▶ **What the exercise asks**:
Which lines in the records below contain the string "pier"? Copy each of those lines in full.

▼

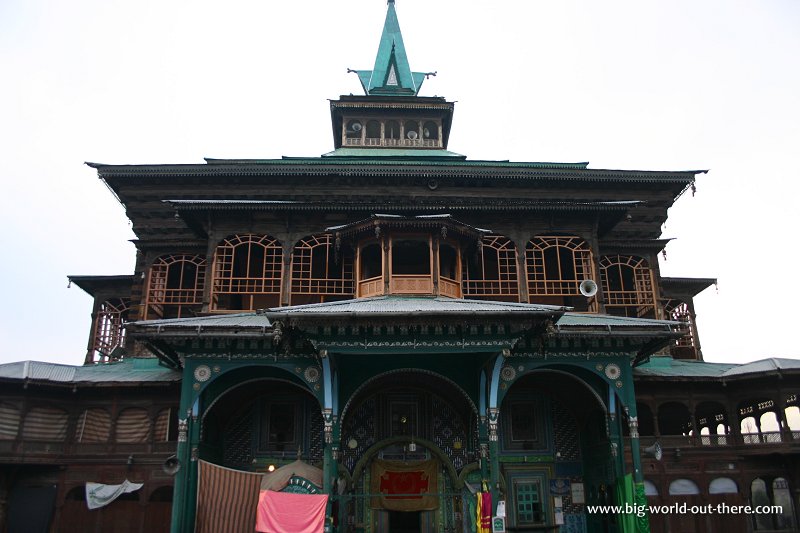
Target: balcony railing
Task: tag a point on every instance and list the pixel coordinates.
(400, 143)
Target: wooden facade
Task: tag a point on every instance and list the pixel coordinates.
(487, 322)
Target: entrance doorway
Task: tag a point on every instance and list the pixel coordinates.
(404, 521)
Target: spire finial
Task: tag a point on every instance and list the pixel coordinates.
(391, 75)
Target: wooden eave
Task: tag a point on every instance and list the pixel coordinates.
(378, 106)
(94, 285)
(685, 287)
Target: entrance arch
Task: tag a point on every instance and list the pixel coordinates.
(407, 429)
(553, 435)
(260, 422)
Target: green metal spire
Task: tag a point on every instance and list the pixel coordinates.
(391, 74)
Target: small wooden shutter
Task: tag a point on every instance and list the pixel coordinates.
(45, 424)
(162, 425)
(94, 425)
(133, 425)
(9, 421)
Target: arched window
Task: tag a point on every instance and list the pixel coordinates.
(449, 271)
(759, 497)
(674, 419)
(320, 272)
(411, 257)
(792, 414)
(164, 429)
(491, 270)
(247, 273)
(556, 266)
(412, 133)
(353, 130)
(392, 130)
(711, 415)
(683, 487)
(686, 346)
(782, 497)
(109, 328)
(628, 286)
(646, 420)
(133, 426)
(175, 288)
(161, 494)
(723, 485)
(373, 133)
(749, 430)
(45, 424)
(649, 488)
(430, 133)
(94, 425)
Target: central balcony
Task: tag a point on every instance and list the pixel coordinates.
(414, 256)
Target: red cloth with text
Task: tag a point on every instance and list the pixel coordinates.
(285, 512)
(485, 510)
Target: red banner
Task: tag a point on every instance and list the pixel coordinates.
(405, 486)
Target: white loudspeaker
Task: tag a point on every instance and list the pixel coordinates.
(588, 288)
(655, 451)
(171, 465)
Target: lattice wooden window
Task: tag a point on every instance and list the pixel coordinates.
(94, 425)
(133, 425)
(492, 271)
(109, 328)
(247, 270)
(678, 310)
(317, 269)
(163, 428)
(175, 288)
(556, 266)
(45, 424)
(628, 286)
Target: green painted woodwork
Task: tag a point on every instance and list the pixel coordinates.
(391, 74)
(642, 522)
(395, 153)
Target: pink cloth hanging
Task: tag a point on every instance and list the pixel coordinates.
(285, 512)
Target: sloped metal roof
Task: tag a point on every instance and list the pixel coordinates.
(605, 321)
(389, 305)
(674, 368)
(772, 364)
(238, 320)
(416, 153)
(129, 371)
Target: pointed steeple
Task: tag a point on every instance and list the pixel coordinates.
(391, 74)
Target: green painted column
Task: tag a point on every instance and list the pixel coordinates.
(191, 485)
(182, 478)
(640, 499)
(329, 462)
(494, 457)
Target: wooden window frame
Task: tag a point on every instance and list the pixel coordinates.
(109, 328)
(303, 255)
(267, 282)
(641, 297)
(159, 295)
(506, 283)
(542, 282)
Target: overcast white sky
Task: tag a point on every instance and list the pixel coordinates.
(633, 85)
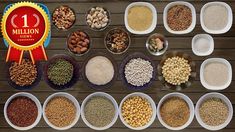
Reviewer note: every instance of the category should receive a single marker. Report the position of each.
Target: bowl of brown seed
(25, 75)
(175, 111)
(176, 70)
(214, 111)
(63, 17)
(117, 41)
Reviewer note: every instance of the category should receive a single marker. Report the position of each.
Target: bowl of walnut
(176, 70)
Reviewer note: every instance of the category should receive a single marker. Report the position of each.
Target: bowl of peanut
(137, 111)
(176, 70)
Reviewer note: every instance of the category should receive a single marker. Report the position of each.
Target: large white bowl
(102, 94)
(33, 98)
(221, 60)
(193, 11)
(230, 18)
(223, 98)
(188, 101)
(154, 22)
(72, 99)
(152, 103)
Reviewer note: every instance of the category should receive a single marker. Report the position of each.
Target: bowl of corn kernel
(176, 70)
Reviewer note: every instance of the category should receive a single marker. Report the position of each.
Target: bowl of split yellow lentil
(137, 111)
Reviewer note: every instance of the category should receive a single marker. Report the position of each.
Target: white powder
(202, 45)
(216, 74)
(99, 70)
(215, 17)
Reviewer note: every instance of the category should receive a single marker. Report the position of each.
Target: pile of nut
(78, 42)
(97, 18)
(63, 17)
(176, 70)
(136, 111)
(117, 40)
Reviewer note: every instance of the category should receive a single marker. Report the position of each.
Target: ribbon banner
(25, 27)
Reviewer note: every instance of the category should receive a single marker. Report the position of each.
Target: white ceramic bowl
(226, 101)
(221, 60)
(72, 99)
(154, 22)
(230, 18)
(102, 94)
(211, 44)
(188, 101)
(33, 98)
(193, 11)
(152, 103)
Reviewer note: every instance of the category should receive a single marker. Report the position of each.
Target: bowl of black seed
(137, 71)
(61, 72)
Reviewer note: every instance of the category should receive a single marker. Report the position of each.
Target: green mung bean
(60, 72)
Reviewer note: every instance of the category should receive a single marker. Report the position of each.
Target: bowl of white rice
(137, 71)
(99, 71)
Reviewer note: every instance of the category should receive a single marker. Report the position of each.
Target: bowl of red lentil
(22, 111)
(214, 111)
(61, 111)
(175, 111)
(179, 17)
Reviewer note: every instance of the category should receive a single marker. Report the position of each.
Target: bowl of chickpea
(176, 70)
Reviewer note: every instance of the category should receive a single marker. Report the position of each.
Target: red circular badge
(25, 26)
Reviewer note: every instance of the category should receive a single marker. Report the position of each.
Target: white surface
(152, 103)
(188, 101)
(216, 95)
(33, 98)
(72, 99)
(102, 94)
(230, 18)
(193, 11)
(220, 60)
(154, 13)
(210, 43)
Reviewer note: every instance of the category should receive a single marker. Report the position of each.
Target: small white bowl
(193, 11)
(188, 101)
(211, 44)
(154, 22)
(223, 98)
(230, 18)
(33, 98)
(102, 94)
(210, 60)
(152, 103)
(72, 99)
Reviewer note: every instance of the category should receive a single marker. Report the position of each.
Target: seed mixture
(213, 112)
(23, 74)
(216, 74)
(138, 72)
(117, 40)
(179, 17)
(78, 42)
(139, 18)
(60, 72)
(136, 111)
(63, 17)
(97, 18)
(22, 111)
(60, 111)
(176, 70)
(175, 112)
(215, 17)
(99, 111)
(99, 70)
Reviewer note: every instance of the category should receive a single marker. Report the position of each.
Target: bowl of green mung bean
(61, 72)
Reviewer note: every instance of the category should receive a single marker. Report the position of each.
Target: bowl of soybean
(99, 111)
(61, 72)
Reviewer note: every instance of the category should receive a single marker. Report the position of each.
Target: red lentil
(22, 111)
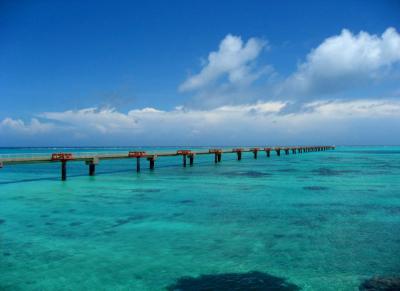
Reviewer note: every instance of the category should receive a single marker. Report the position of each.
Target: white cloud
(18, 126)
(103, 120)
(358, 121)
(233, 59)
(343, 61)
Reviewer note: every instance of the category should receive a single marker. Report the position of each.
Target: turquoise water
(323, 221)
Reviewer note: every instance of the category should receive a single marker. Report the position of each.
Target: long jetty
(94, 159)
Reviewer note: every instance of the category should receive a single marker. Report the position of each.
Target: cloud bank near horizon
(333, 122)
(234, 109)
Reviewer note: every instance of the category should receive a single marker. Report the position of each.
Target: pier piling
(238, 152)
(63, 170)
(255, 152)
(92, 160)
(191, 159)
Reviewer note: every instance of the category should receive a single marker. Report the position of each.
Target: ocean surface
(315, 221)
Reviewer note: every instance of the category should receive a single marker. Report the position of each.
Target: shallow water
(323, 221)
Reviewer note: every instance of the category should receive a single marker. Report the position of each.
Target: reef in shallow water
(381, 284)
(256, 281)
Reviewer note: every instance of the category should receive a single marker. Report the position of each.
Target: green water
(323, 221)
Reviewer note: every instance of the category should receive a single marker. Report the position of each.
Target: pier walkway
(93, 159)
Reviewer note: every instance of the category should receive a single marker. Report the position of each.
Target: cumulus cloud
(103, 120)
(18, 126)
(232, 60)
(358, 121)
(342, 61)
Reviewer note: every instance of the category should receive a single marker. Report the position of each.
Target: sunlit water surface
(323, 221)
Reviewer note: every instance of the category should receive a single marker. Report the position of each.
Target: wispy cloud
(344, 61)
(358, 121)
(233, 60)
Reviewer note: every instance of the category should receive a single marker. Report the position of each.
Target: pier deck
(92, 159)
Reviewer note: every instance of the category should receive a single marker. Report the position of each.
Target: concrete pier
(151, 160)
(191, 159)
(217, 155)
(93, 160)
(268, 152)
(255, 152)
(63, 170)
(238, 152)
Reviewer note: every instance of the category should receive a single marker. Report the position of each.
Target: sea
(312, 221)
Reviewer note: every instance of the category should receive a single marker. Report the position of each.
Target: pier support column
(92, 169)
(92, 165)
(63, 170)
(138, 165)
(152, 160)
(184, 160)
(255, 152)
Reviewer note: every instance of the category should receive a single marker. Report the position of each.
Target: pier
(92, 160)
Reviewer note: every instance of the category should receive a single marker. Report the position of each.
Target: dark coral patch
(146, 190)
(288, 170)
(188, 201)
(129, 219)
(250, 174)
(233, 281)
(332, 172)
(315, 188)
(381, 284)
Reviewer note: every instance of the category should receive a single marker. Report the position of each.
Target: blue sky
(131, 73)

▲

▶ **Solution to this exercise**:
Target: pier piling
Target: pier walkway
Target: pier deck
Target: concrete pier
Target: pier support column
Target: pier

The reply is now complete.